Короткое задание:
Напишите продолжение приведённого ниже текста о государственном суверенитете, начиная сразу после его последнего предложения.

Суверенитет — это не количественная, а качественная характеристика государственной власти, ее неотъемлемое и неделимое свойство, которое по самой своей природе либо есть, либо его нет. И потому нельзя быть суверенным на треть, наполовину или на три четверти. Другое дело компетенция, права и обязанности, полномочия и предметы ведения, которые делимы, могут быть больше или меньше в своей совокупности, сумме, увеличиваться или уменьшаться. Но точно так же, как не всякое количественное изменение ведет к смене качества, так и не всякое, а лишь связанное с нарушением меры ограничение прав, в том числе и суверенных, ведет к потере суверенитета. В связи с этим, когда, например, рассматривается проблема суверенитета в федеративном государстве, то речь должна идти не о «разделе суверенитета» между федерацией и ее субъектами, не об их полусуверенности и не о «долях суверенитета» у каждого из них (если субъекты федерации суверенны), а о сосуществовании двух сопряженных, взаимосвязанных и взаимообусловленных разноуровневых суверенитетов, каждый из которых не может успешно реализовываться обособленно, в отрыве от другого. Сопряженный, взаимосвязанный суверенитет — это не частичный, разделенный суверенитет, а суверенитет, своеобразие действия и проявления которого определяется условиями одновременного сосуществования и совмещения двух разных суверенитетов. Концепция сопряженных суверенитетов в федеративном государстве ничего общего не имеет ни с концепцией делимости государственного суверенитета, ни с концепцией его абсолютности.
Конечно, вряд ли надо ломать словесные копья, если в определенных случаях и в соответствующем контексте иногда используются понятия «ограничение суверенитета» или «ограниченного суверенитета», как это имеет место, например, в приведенном выше положении преамбулы Конституции Франции. Важно, что и здесь, и в конституциях других стран — членов ЕС имеется в виду именно свободная и добровольная передача части прав и полномочий государств Европейскому Союзу и его надгосударственньш органам. Так, в ч. 2 ст. 9 Конституции Австрии говорится о том, что «отдельные суверенные права Федерации могут быть переданы межгосударственным учреждениям и их органам». Об «ограничении своих суверенных прав» и передаче их межгосударственным учреждениям говорится и в Основном законе ФРГ (ст. 24). В Конституции Греции (ч. 3 ст. 28) отмечается возможность свободно, путем принятия закона абсолютным большинством общего числа депутатов парламента пойти «на ограничения в области осуществления национального суверенитета, если это диктуется важными национальными интересами, не затрагивает права человека и основ демократического строя и проводится на основе принципов равенства и с соблюдением условий взаимности». Следовательно, суверенитет государства вполне совместим с самоограничением им своих даже суверенных нрав и их передачей межгосударственным или надгосударственным органам и организациям.

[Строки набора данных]
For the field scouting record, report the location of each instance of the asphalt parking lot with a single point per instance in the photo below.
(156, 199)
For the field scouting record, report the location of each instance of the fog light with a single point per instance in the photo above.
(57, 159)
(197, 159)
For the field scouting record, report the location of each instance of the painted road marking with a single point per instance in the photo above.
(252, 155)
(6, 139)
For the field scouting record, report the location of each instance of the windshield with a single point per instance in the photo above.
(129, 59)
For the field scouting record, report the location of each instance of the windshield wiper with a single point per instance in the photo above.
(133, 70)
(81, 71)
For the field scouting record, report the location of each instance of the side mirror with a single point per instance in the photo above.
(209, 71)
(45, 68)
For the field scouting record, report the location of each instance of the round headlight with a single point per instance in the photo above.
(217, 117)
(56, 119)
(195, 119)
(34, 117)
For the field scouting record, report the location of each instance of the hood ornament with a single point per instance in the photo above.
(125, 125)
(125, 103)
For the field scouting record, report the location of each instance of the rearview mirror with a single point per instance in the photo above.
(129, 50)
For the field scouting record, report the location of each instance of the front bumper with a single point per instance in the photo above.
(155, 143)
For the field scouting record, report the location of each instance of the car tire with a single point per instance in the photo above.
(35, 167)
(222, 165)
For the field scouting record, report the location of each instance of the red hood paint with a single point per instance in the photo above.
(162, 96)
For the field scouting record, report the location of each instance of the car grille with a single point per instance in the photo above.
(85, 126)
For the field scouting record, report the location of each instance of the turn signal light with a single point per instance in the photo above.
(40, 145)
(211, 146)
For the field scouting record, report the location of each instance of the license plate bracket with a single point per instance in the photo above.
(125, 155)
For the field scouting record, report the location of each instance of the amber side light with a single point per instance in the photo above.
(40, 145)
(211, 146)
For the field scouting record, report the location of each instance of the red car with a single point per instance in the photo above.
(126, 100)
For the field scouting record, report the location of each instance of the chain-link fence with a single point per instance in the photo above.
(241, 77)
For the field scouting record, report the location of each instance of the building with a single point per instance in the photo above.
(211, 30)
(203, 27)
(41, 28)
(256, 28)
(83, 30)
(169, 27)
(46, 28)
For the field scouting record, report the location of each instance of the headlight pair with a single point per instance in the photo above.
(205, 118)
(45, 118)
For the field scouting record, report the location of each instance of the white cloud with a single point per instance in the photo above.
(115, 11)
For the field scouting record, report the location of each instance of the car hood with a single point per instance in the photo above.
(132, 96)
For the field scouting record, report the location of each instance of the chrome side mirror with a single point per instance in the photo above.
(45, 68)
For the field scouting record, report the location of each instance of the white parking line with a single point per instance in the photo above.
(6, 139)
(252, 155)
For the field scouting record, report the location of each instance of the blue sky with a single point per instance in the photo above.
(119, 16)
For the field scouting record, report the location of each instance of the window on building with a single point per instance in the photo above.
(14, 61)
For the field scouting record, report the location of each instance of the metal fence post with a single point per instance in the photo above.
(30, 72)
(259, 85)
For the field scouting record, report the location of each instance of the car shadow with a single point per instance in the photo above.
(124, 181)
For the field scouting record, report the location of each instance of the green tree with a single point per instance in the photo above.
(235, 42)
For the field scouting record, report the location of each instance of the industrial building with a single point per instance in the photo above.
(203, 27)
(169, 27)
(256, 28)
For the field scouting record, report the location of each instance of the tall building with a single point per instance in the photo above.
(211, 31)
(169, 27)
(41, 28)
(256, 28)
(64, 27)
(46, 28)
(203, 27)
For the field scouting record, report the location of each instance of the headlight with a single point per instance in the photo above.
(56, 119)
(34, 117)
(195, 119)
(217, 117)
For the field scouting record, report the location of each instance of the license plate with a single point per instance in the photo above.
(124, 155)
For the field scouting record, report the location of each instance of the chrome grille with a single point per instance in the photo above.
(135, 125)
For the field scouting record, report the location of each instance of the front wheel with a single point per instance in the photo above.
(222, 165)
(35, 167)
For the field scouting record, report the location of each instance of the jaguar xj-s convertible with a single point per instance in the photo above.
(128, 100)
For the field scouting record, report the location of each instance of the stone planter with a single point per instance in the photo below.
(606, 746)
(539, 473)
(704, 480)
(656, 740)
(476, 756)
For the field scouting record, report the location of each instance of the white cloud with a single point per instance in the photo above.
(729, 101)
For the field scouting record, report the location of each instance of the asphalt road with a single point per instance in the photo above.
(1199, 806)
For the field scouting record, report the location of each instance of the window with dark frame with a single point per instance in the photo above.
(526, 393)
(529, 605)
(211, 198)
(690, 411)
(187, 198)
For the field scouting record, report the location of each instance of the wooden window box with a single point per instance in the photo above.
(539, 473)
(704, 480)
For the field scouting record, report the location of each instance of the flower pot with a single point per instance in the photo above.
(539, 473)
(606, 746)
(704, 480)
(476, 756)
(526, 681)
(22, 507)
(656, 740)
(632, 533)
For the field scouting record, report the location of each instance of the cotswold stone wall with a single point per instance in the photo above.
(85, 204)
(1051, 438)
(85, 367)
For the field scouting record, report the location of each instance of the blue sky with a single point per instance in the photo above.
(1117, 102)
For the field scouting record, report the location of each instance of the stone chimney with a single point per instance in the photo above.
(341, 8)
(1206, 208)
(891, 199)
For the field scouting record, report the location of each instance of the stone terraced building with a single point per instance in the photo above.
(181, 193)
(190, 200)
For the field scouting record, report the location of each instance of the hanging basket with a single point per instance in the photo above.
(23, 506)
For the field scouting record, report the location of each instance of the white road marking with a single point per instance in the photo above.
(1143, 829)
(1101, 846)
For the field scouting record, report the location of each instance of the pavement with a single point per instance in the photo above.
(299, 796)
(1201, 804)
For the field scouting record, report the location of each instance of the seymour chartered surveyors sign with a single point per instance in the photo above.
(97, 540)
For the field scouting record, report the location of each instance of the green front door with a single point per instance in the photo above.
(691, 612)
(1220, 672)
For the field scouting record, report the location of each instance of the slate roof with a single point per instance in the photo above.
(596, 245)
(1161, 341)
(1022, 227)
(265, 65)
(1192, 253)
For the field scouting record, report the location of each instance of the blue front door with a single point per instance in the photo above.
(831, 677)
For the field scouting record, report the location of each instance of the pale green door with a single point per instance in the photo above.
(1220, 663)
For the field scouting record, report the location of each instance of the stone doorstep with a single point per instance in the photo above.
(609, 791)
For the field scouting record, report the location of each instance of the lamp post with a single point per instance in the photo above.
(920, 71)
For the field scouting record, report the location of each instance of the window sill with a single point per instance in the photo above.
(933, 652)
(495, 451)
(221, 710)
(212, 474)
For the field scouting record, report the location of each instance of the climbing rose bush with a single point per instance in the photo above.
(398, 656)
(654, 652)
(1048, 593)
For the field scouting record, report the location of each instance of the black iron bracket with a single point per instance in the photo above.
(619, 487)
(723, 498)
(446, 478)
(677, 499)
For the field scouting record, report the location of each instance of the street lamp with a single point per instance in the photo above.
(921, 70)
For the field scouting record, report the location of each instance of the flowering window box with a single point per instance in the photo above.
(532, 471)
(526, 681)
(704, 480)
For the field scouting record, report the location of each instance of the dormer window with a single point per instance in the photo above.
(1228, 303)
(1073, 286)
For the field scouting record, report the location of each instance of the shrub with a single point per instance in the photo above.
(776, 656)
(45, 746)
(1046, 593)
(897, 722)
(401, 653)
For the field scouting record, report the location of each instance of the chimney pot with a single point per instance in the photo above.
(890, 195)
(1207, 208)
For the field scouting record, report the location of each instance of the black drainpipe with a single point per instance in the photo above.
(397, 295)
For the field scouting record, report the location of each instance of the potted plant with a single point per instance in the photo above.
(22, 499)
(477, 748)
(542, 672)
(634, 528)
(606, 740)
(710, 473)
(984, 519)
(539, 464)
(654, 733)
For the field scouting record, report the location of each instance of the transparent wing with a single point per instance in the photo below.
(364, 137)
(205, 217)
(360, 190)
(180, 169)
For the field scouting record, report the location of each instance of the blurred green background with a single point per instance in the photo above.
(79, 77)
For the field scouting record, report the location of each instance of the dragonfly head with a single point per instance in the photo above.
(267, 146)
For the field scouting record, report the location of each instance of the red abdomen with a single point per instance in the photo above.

Результат задания:
Однако мы осторожно относимся к таким категоричным утверждениям (в том числе и в учебной литературе), согласно которым «на одной и той же территории не может быть двух или более суверенных государств»* и что «государство, являющееся частью другого государства, не может представлять собой суверенное государство».** Здесь имеет место другая крайность, противоположная концепции делимости государственного суверенитета, ибо положение о его неделимости доводится до признания абсолютной несовместимости разных суверенитетов друг с другом на одной и той же территории. По сути дела, в основе такой позиции лежит устаревшая концепция абсолютности государственного суверенитета, исходящая из его несовместимости с любым ограничением власти государства. Но такой суверенитет, как уже отмечалось, возможен лишь в теории, а не в реальности. При анализе же жизненной практики, естественно, возникает вопрос: как быть, если на территории одного государства (например, федерации) расположено другое государство (например, суверенный субъект федерации). Приведенная выше жесткая формула выдвигает ложную дилемму: либо признать несуверенной федерацию, либо считать невозможным ни при каких условиях признать суверенными ее субъекты. Ни то и ни другое не отвечает реалиям жизни.
* Конституционное право / Под ред. В.В. Лазарева. С. 63; Конституционное право / Под ред. А.Е. Козлова. С. 53.
** Козлова Е.И., Кутафин О.Е. Указ. соч. С. 124.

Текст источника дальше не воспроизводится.